The background process invoked by &.
> > Try:
> >
> > trap 'echo killed by SIGALRM; exit 1' ALRM
> >
> > function wait_kill()
> > {
> >sleep 5
> > kill -ALRM $pid
> > }
> >
> > pid=$$
> > wait_kill &
> >
> > sleep 3600
> >
> > --
> > Chris F.A. Johnson,
> > Author:
> > Pro Bash Programming: Scripting the GNU/Linux Shell (2009, Apress)
> > Shell Scripting Recipes: A Problem-Solution Approach (2005, Apress)
> >
>
--
Chris F.A. Johnson,
Author:
Pro Bash Programming: Scripting the GNU/Linux Shell (2009, Apress)
Shell Scripting Recipes: A Problem-Solution Approach (2005, Apress)
Re: Bash cannot kill itself?
Chris F.A. Johnson wrote: $$ refers to the subshell. There's no subshell here, I think. The background process invoked by &. $$ is meant to always report the "main shell", I'd guess this is true for this case, too. J.
Re: Bash cannot kill itself?
On Wed, Jun 30, 2010 at 1:17 PM, Jan Schampera wrote:
> Chris F.A. Johnson wrote:
>
> $$ refers to the subshell.
>>>
>>> There's no subshell here, I think.
>>>
>>
>> The background process invoked by &.
>>
>
> $$ is meant to always report the "main shell", I'd guess this is true for
> this case, too.
>
> Running a cmd in background (by &) would not create subshell. Simple
testing:
#!/bin/bash
function foo()
{
echo $$
}
echo $$
foo &
### END OF SCRIPT ###
The 2 $$s output the same.
> J.
>
>
Re: Bash cannot kill itself?
Clark J. Wang wrote:
Running a cmd in background (by &) would not create subshell. Simple
testing:
#!/bin/bash
function foo()
{
echo $$
}
echo $$
foo &
### END OF SCRIPT ###
The 2 $$s output the same.
This doesn't mean that it doesn't create a subshell. It creates one,
since it can't replace your foreground process.
It just shows that $$ does what it should do, it reports the relevant
PID of the parent ("main") shell you use. As far as I can see, this
applies to all kinds of subshells like
- explicit ones (...)
- pipeline components
- command substitution
- process substitution
- async shells (like above, running your function)
- ...
J.
Re: Bash cannot kill itself?
On Wed, Jun 30, 2010 at 1:40 PM, Jan Schampera wrote:
> Clark J. Wang wrote:
>
> Running a cmd in background (by &) would not create subshell. Simple
>> testing:
>>
>> #!/bin/bash
>>
>> function foo()
>> {
>>echo $$
>> }
>>
>> echo $$
>> foo &
>>
>> ### END OF SCRIPT ###
>>
>> The 2 $$s output the same.
>>
>
> This doesn't mean that it doesn't create a subshell. It creates one, since
> it can't replace your foreground process.
>
> This makes sense.
It just shows that $$ does what it should do, it reports the relevant PID of
> the parent ("main") shell you use.
Then what's the problem with my script in my original mail? Seems like Bash
does not handle the signal in a real-time way.

:: To do ::
[A] Answer these questions about the bash thread above:
(i) In the trap example, how many seconds does wait_kill sleep before sending the signal?
(ii) In Jan Schampera's list of subshell kinds, what is given as the form of explicit ones?
(iii) In the last message, how does the writer suspect Bash handles the signal?
[B] Copy word for word the part of the bash thread above starting at "Chris F.A. Johnson wrote: $$" and ending at "case, too. J.".

:: Extracted entries ::

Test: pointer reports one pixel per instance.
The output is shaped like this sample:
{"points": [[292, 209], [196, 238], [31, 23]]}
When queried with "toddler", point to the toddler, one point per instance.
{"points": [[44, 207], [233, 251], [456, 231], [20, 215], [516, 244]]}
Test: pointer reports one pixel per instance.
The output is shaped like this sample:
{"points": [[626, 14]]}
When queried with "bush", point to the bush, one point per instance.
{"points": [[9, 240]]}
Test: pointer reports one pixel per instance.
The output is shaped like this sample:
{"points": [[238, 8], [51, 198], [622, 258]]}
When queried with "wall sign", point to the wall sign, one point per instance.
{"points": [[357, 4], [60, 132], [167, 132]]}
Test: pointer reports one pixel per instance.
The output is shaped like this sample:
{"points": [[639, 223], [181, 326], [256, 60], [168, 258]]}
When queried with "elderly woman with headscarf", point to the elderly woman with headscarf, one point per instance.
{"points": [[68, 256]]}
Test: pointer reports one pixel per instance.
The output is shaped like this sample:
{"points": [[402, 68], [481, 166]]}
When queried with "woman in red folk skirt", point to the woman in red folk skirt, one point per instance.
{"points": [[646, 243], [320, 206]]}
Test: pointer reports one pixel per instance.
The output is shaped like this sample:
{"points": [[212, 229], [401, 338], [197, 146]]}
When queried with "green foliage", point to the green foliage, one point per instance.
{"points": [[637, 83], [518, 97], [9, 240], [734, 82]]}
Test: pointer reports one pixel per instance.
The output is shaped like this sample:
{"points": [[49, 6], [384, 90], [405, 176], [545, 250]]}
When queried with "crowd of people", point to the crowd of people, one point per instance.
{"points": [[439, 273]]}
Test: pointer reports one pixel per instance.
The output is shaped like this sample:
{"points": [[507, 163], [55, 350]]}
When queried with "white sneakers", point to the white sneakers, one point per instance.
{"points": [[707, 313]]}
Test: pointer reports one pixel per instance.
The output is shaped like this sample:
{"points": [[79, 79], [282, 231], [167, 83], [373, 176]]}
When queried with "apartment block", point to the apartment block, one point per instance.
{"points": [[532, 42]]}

* * *

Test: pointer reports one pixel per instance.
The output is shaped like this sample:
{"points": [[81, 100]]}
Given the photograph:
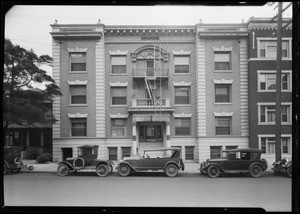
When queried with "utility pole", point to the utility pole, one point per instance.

:: Problem solutions ::
[A]
(i) 5 seconds.
(ii) (...)
(iii) The writer suspects Bash does not handle the signal in a real-time way.

[B]
Chris F.A. Johnson wrote: $$ refers to the subshell. There's no subshell here, I think. The background process invoked by &. $$ is meant to always report the "main shell", I'd guess this is true for this case, too. J.